Study alleges US sets aside
own security interest for Israel's

By Tom Regan
Christian Science Monitor
March 21, 2006

A research paper by two leading American political scientists alleges that the US relationship with Israel is not good for US security, and that the Israeli lobby in the US, particularly the American-Israel Public Affairs Committee, has helped exaggerate to the US media and public the importance of making the protection of Israel a key part of US foreign policy.

John J. Mearsheimer, a professor of political science and a co-director of the Program on International Security Policy at the University of Chicago, and Stephen M. Walt, academic dean of the Kennedy School, published their paper, "The Israeli Lobby and U.S. Foreign Policy," on the Kennedy School of Government at Harvard University website. A shorter version was also published by the London Review of Books.

Mr. Mearsheimer and Mr. Walt question the relationship between the two allies right from the beginning of the paper:

The US national interest should be the primary object of American foreign policy. For the past several decades, however, and especially since the Six Day War in 1967, the centerpiece of US Middle East policy has been its relationship with Israel. The combination of unwavering US support for Israel and the related effort to spread democracy throughout the region has inflamed Arab and Islamic opinion and jeopardized US security.
This situation has no equal in American political history. Why has the United States been willing to set aside its own security in order to advance the interests of another state? One might assume that the bond between the two countries is based on shared strategic interests or compelling moral imperatives. As we show below, however, neither of those explanations can account for the remarkable level of material and diplomatic support that the United States provides to Israel.

The 81-page paper then says that the "overall thrust of US policy in the region is due almost entirely to US domestic politics, and especially to the activities of the 'Israel Lobby.'" While other special interest groups have skewed US policy in their favor, the authors write that no group has been so successful at diverting the US national interest from what it should be as the Israel lobby, "while simultaneously convincing Americans that US and Israeli interests are essentially identical."

The paper also says that the unquestioning relationship with Israel actually makes winning the war on terror a much more difficult task.

____

◆ **Set problem 1**:
In the listing, rescale the lines from the one containing "Put one point on each instance of the pen" through the end of the listing, inclusive, and reproduce them with the requests and their format samples left unchanged. Multiply every point coordinate in the answers by 1.7 and round to whole numbers, with halves rounded up.

◆ **Excerpts from point annotation data**:
____

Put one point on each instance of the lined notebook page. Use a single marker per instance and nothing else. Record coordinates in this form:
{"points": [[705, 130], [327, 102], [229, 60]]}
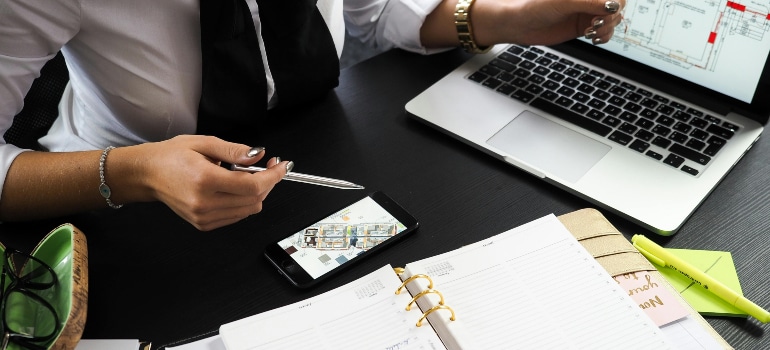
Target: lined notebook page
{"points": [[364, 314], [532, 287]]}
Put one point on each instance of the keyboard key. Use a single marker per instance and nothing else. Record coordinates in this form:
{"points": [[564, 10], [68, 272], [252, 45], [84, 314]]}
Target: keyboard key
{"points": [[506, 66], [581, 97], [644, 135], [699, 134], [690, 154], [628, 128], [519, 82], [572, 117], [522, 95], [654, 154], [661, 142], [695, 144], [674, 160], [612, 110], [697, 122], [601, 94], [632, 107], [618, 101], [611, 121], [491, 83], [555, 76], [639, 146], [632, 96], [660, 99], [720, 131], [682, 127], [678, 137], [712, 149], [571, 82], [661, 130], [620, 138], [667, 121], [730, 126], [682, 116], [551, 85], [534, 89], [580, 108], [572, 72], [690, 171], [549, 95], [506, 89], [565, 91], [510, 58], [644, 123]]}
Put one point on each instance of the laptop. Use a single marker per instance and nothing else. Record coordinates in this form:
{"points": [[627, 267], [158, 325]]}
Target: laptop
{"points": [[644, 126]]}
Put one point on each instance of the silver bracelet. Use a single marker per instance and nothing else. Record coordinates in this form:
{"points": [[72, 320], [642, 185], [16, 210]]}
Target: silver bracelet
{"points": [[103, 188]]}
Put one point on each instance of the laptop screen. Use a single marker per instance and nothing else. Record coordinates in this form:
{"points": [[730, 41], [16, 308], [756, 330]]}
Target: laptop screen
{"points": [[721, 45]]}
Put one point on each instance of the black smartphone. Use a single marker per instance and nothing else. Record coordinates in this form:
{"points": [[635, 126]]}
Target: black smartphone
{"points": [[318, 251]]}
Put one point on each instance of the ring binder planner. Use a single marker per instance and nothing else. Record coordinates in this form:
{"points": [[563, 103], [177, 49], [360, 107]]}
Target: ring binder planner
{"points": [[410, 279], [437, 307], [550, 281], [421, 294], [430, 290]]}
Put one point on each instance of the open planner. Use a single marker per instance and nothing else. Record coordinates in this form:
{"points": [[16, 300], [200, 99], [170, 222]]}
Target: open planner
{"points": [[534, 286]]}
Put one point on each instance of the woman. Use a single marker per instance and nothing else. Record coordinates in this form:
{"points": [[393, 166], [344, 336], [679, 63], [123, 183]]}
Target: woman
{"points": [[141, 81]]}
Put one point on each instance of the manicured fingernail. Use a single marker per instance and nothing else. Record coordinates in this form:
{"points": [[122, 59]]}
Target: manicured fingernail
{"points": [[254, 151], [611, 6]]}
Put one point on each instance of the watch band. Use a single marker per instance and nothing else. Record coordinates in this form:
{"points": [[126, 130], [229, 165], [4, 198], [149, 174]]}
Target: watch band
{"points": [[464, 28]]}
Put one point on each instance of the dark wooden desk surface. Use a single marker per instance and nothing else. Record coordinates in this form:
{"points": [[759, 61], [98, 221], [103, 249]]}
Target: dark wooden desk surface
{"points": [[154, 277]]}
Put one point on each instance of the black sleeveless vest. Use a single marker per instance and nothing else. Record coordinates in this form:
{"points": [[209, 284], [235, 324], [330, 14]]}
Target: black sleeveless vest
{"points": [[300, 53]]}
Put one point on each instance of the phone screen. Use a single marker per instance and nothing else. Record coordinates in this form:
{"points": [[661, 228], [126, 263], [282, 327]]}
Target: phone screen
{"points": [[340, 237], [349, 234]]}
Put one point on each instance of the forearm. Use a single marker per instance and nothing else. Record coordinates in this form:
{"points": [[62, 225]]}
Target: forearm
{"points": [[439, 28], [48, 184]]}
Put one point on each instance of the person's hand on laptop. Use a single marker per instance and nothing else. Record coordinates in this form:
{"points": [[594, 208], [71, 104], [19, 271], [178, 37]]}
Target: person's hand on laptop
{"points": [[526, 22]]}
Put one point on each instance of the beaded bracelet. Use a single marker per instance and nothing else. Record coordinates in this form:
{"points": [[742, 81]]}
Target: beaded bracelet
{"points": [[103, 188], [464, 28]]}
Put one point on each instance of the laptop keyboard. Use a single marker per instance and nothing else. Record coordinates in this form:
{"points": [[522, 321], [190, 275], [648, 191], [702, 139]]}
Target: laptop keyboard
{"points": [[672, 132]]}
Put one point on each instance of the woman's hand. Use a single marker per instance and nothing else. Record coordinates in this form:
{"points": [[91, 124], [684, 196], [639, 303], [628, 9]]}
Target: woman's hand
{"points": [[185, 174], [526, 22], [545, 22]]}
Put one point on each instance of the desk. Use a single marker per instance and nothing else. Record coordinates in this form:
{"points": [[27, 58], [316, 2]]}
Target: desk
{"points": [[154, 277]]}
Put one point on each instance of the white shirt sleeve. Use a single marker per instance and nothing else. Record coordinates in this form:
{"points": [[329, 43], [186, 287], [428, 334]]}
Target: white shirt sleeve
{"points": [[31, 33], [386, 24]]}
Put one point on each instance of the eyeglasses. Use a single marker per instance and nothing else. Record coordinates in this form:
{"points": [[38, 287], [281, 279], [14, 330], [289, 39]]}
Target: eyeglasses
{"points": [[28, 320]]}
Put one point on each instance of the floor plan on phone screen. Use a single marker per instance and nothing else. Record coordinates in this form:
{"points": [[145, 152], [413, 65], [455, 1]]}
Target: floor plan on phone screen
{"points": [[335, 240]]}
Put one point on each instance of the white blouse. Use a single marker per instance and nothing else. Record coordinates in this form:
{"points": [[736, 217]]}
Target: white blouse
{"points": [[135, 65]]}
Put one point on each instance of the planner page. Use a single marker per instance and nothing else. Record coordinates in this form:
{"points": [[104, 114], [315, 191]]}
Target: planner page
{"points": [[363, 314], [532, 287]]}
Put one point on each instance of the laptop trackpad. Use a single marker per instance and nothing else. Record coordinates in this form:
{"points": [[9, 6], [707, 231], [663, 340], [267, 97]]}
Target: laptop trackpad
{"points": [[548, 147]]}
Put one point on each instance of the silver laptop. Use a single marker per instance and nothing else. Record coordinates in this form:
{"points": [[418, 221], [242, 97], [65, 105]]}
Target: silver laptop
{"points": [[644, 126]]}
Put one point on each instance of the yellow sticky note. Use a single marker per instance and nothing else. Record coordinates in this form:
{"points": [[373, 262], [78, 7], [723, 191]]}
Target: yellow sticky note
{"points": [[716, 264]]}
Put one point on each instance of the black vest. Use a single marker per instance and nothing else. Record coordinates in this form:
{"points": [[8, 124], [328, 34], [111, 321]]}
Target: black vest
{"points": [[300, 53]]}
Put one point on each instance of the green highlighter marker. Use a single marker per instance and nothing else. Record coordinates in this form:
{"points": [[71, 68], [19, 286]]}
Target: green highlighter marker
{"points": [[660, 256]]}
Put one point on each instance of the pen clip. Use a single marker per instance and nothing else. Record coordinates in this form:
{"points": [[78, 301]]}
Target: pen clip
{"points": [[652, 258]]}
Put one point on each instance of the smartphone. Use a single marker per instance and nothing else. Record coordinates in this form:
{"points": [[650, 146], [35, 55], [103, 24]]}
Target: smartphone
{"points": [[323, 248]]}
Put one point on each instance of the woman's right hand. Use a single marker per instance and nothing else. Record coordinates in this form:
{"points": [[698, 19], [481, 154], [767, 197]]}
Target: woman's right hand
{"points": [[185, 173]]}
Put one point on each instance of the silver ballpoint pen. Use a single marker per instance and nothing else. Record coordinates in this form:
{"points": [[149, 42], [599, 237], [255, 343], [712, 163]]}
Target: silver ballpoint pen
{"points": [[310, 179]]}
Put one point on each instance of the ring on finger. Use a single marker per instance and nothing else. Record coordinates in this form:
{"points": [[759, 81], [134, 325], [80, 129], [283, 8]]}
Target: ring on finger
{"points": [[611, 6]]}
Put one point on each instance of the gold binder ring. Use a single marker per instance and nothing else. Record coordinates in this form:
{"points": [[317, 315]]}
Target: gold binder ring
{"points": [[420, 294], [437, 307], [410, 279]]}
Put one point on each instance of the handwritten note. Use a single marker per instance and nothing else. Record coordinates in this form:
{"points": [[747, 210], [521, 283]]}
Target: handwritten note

____

◆ **Set problem 2**:
Pick up the article on the study of the US relationship with Israel right after its last sentence and keep writing it.

◆ **Answer 1**:
Put one point on each instance of the pen clip. Use a single marker per instance and nothing else. Record coordinates in this form:
{"points": [[78, 301]]}
Target: pen clip
{"points": [[1108, 439]]}
Put one point on each instance of the smartphone. Use a single marker per instance and nothing else. Record coordinates in this form:
{"points": [[650, 146], [35, 55], [103, 24]]}
Target: smartphone
{"points": [[549, 422]]}
Put one point on each instance of the woman's right hand. Use a single marker per instance and nothing else. Record coordinates in this form:
{"points": [[698, 19], [481, 154], [767, 197]]}
Target: woman's right hand
{"points": [[315, 294]]}
Put one point on each instance of the silver ballpoint pen. Use a single marker per instance and nothing else. Record coordinates in this form:
{"points": [[149, 42], [599, 237], [255, 343], [712, 163]]}
Target: silver ballpoint pen
{"points": [[527, 304]]}
Put one point on each instance of the ring on finger. Use a single marker per instance and nothing else. Record coordinates in this form:
{"points": [[759, 81], [134, 325], [80, 129], [283, 8]]}
Target: ring on finger
{"points": [[1039, 10]]}
Put one point on each instance of the gold binder ring. Use a single marker per instance and nothing else. Record coordinates in this form:
{"points": [[317, 315]]}
Target: gold binder ring
{"points": [[714, 500], [743, 522], [697, 474]]}
Put one point on each instance of the handwritten note. Use a single marker per instance and nothing else. Record coordinates in this form:
{"points": [[747, 210], [521, 283]]}
Target: handwritten note

◆ **Answer 2**:
More important, saying that Israel and the US are united by a shared terrorist threat has the causal relationship backwards: the US has a terrorism problem in good part because it is so closely allied with Israel, not the other way around. Support for Israel is not the only source of anti-American terrorism, but it is an important one, and it makes winning the war on terror more difficult. There is no question that many Al Qaeda leaders, including Osama bin Laden, are motivated by Israel’s presence in Jerusalem and the plight of the Palestinians. Unconditional support for Israel makes it easier for extremists to rally popular support and to attract recruits.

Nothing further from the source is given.